Natural language region descriptions

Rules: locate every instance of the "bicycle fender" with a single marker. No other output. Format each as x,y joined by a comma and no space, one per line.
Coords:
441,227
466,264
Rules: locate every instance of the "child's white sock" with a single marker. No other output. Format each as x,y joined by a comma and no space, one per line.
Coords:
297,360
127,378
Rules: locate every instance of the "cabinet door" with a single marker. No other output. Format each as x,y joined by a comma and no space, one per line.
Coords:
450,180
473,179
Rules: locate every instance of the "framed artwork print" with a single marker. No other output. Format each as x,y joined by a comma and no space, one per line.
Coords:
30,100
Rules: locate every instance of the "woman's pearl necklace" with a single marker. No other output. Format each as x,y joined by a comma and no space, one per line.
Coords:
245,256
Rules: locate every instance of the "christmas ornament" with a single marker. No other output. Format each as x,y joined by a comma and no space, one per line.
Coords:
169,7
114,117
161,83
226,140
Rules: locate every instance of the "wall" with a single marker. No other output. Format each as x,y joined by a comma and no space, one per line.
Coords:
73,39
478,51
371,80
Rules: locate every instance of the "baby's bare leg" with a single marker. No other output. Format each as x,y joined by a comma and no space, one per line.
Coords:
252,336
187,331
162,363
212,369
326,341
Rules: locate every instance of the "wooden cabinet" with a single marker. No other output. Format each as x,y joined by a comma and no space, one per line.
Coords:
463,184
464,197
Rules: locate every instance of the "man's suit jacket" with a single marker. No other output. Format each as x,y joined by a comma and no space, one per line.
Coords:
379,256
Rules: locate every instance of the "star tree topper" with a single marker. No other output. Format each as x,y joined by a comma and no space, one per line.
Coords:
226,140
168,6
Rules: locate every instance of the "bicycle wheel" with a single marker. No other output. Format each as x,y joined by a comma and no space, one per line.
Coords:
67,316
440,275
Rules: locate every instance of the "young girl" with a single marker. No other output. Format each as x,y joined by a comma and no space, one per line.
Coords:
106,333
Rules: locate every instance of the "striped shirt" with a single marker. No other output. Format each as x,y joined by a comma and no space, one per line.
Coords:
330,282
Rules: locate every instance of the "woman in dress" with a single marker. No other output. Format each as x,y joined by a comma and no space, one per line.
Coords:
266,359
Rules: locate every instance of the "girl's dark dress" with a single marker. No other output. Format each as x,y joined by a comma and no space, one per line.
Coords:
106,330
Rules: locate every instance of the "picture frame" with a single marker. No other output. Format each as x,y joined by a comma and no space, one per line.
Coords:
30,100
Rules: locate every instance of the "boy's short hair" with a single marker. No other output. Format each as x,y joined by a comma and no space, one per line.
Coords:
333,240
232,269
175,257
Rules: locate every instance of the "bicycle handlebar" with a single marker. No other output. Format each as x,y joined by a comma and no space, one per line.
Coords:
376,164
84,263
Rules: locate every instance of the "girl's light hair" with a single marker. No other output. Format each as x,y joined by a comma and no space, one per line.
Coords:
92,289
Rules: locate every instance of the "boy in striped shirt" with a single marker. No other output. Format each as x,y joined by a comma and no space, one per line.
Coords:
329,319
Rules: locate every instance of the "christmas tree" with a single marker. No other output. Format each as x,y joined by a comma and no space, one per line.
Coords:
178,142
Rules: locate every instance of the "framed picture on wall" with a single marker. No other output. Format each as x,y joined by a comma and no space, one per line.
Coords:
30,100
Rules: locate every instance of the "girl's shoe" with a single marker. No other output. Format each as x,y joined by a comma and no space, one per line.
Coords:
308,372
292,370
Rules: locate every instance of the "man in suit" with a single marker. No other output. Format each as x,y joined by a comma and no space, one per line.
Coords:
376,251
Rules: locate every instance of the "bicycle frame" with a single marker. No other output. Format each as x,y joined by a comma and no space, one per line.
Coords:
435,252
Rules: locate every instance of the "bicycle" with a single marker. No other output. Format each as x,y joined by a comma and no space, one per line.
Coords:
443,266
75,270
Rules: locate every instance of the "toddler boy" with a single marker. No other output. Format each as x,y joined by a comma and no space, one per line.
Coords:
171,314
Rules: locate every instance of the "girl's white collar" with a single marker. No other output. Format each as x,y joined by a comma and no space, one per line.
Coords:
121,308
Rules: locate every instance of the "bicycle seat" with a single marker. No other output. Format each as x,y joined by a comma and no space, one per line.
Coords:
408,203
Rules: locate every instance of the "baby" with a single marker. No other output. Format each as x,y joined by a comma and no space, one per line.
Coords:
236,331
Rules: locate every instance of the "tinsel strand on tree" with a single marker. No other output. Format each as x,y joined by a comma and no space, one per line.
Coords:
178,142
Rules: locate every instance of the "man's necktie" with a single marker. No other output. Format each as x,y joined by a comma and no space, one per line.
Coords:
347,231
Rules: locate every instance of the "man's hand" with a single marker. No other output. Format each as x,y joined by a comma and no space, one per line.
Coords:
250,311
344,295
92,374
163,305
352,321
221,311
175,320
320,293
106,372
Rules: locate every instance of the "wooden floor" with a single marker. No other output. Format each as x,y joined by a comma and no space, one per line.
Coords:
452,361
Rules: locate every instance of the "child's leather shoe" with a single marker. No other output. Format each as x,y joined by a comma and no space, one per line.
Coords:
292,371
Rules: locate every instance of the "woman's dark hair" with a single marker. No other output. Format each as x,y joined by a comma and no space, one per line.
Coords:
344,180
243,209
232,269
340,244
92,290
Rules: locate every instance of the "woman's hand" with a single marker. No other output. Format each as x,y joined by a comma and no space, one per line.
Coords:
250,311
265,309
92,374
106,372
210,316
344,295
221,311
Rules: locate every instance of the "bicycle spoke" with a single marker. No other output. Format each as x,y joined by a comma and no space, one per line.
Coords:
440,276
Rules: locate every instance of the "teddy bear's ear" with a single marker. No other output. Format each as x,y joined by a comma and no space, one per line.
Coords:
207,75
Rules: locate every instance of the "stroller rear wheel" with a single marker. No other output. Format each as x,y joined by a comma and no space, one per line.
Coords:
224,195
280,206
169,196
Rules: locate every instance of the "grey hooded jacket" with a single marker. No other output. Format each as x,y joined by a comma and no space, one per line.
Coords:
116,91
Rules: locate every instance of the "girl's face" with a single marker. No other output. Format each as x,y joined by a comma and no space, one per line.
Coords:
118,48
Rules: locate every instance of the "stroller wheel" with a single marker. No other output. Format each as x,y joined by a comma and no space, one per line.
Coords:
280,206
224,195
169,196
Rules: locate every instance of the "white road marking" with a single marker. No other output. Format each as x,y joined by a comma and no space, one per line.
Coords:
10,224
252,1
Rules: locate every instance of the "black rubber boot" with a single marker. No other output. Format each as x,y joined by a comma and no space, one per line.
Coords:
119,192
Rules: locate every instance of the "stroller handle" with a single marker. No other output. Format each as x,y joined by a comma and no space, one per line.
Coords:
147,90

TASK: Please be sure to repeat every entry exactly.

REPLY:
Rules: locate every instance of the "bicycle fender" with a single marker. No other output. Format each as x,y joined by a comma and no space, one per line.
Coords:
441,227
466,264
Rules: locate every instance of the "child's white sock" with a single marker. No other output. Format each as x,y joined by a comma and no space, one per line.
Coords:
297,360
127,378
Rules: locate every instance of the "cabinet door" with a single marker. No other output. Format each as x,y joined by a comma and no space, one per line.
Coords:
450,180
473,179
Rules: locate every instance of the "framed artwork print" with a single marker. No other output. Format each as x,y joined by a comma and no space, one per line.
Coords:
30,100
Rules: locate every instance of the "woman's pearl necklace" with a single marker. No other output. Format each as x,y joined by a comma and no space, one per line.
Coords:
245,256
Rules: locate every instance of the "christmas ornament" with a single marker. No other output. Format each as x,y joined by a comma and no space, one per line.
Coords:
169,7
114,117
161,83
226,140
Rules: locate every instance of the "wall" with a single marker. No other output. Format each as x,y joined by a comma and no space, one per line.
Coords:
73,39
478,51
371,80
Rules: locate every instance of the "baby's bare leg" with a single marker. No other output. Format each as x,y joined by a comma and no space, one per line.
Coords:
252,336
187,331
162,363
212,369
326,341
Rules: locate every instance of the "wooden cabinet" with a single marker. No other output. Format each as x,y joined by a comma and no space, one per line.
Coords:
463,184
464,197
Rules: locate every instance of the "man's suit jacket" with a single marker. No other output. Format each as x,y joined by a comma and no space, one per line.
Coords:
379,256
Rules: locate every instance of the "star tree topper" with a single marker. No other output. Format each as x,y joined by a comma and no space, one per line.
Coords:
226,140
168,6
Rules: locate every instance of the "bicycle wheel" with a single marker. No other output. Format each as x,y joined by a comma and no space, one per line.
Coords:
67,316
440,275
Rules: locate every instance of the "young girl" with a single marker. No other output. Format each as x,y joined by a comma and no space, one per line.
Coords:
106,333
Rules: locate every instance of the "striped shirt" with a single marker. No other output. Format each as x,y joined by a comma and no space, one per line.
Coords:
330,282
Rules: locate every instance of the "woman in dress" with a single marker. No other output. Format each as x,y joined by a comma and no space, one per line.
Coords:
266,359
Rules: locate every instance of the "girl's dark dress" with a single marker. No other output. Format each as x,y joined by a comma and no space, one per line.
Coords:
106,330
Rules: locate every instance of the "picture frame" with a single marker. No other output. Format each as x,y joined by a comma and no space, one per line.
Coords:
30,100
Rules: locate every instance of the "boy's short hair" with a single marker. No other output. Format each as x,y joined by a comma and no space, one per line.
Coords:
333,240
232,269
175,257
Rules: locate every instance of the "bicycle handlebar" with a single marker. No other output. Format each as x,y joined by a comma and no space, one per line.
Coords:
376,164
84,263
Rules: locate every instance of the "girl's light hair" with a single marker. No other output. Format each as x,y joined by a comma and no space, one per line.
Coords:
92,289
Rules: locate every instance of the "boy in striped shirt" with a single marker. No other output. Format each as x,y joined by a comma and no space, one per line.
Coords:
329,319
Rules: locate every instance of the "christmas tree" with a single marker. No other output. Format each as x,y joined by a comma and no space, one per line.
Coords:
178,142
Rules: locate every instance of the "framed picture on wall" with a single marker. No other output. Format each as x,y joined by a comma and no space, one per line.
Coords:
30,100
Rules: locate every instance of the "girl's shoe" with a single marker. No other output. Format each as x,y joined by a comma and no space, one per line.
Coords:
308,372
292,370
Rules: locate every instance of the "man in suit" with a single marker. No other output. Format each as x,y joined by a comma and no space, one per line.
Coords:
376,251
Rules: locate every instance of the "bicycle frame" with a single marker. No other output. Format each as x,y joined by a comma and no space, one per line.
Coords:
435,252
Rules: locate every instance of the "bicycle" with a single marker. No other output. Format each as x,y joined by a comma and no space, one per line.
Coords:
443,266
75,270
Rules: locate every instance of the "toddler boy" with a single marker. No other output. Format each as x,y joined by a comma and no space, one per line.
Coords:
171,314
Rules: locate every instance of the "girl's white collar" with a single marker. No other output. Format each as x,y joined by a comma and no space, one per line.
Coords:
121,308
Rules: locate every instance of the "bicycle seat" with a single marker. No other output. Format each as x,y joined by a comma and no space, one per line.
Coords:
408,203
Rules: locate every instance of the "baby" with a single marker. No other output. Format each as x,y joined by a comma and no space, one per line.
Coords:
236,331
Rules: locate every instance of the "tinsel strand on tree" with a single marker. No other output. Format each as x,y joined by a comma and no space, one per line.
Coords:
178,142
Rules: locate every instance of the "man's necktie" with a single marker. No other output. Format each as x,y joined by a comma and no space, one per line.
Coords:
347,231
Rules: locate every instance of the "man's hand" with a single marker. No other output. Format each as x,y joined by a comma and no space, one per line.
Coords:
250,311
344,295
92,374
163,305
352,321
221,311
175,320
320,293
106,372
Rules: locate every instance of the "wooden floor" with a single marker. No other output. Format each as x,y joined by a comma and no space, one per line.
Coords:
452,361
Rules: locate every instance of the "child's leather shoe" with a single marker. No other output. Format each as x,y joined by a comma and no space, one per line.
Coords:
292,371
Rules: locate every instance of the "woman's dark hair" with a single marker. No other output. Format each as x,y joined by a comma and no space, one per line.
Coords:
344,180
243,209
232,269
340,244
92,290
Rules: locate every instance of the "woman's hand" with a single marker. No other output. Format each as x,y joined by a comma and no space, one per line.
Coords:
250,311
265,309
92,374
106,372
210,316
344,295
221,311
Rules: locate every instance of the "bicycle spoke" with a single marker. No other output. Format each as x,y joined by a comma and no space, one per line.
Coords:
440,276
Rules: locate every instance of the "teddy bear's ear" with a single marker. No other output. Format each as x,y joined by a comma and no space, one per line.
Coords:
207,75
Rules: locate every instance of the "stroller rear wheel" with a single marker. No other output. Format each as x,y joined by a comma and no space, one per line.
Coords:
224,195
280,206
169,196
Rules: locate every instance of the "grey hooded jacket" with a single marker. No other output. Format each as x,y joined by a comma and no space, one per line.
Coords:
116,91
Rules: locate every instance of the "girl's face" with a single marker. No other output. Format each as x,y joined by a comma and no space, one per line.
Coords:
118,48
Rules: locate every instance of the "stroller wheel" with a single marker. No other output. Format each as x,y joined by a comma and no space, one per line.
Coords:
280,206
224,195
169,196
Rules: locate every instance of the "white road marking" with a single marker. No other output. Format each as x,y joined by a comma and no space, one per line.
Coords:
10,224
252,1
Rules: locate every instance of the "black rubber boot" with a single marker. No other output. Format each as x,y joined by a comma and no space, one per line.
Coords:
119,192
Rules: locate every instance of the "stroller handle" with a single marker. No other output. Format each as x,y joined by a comma and no space, one per line.
Coords:
147,90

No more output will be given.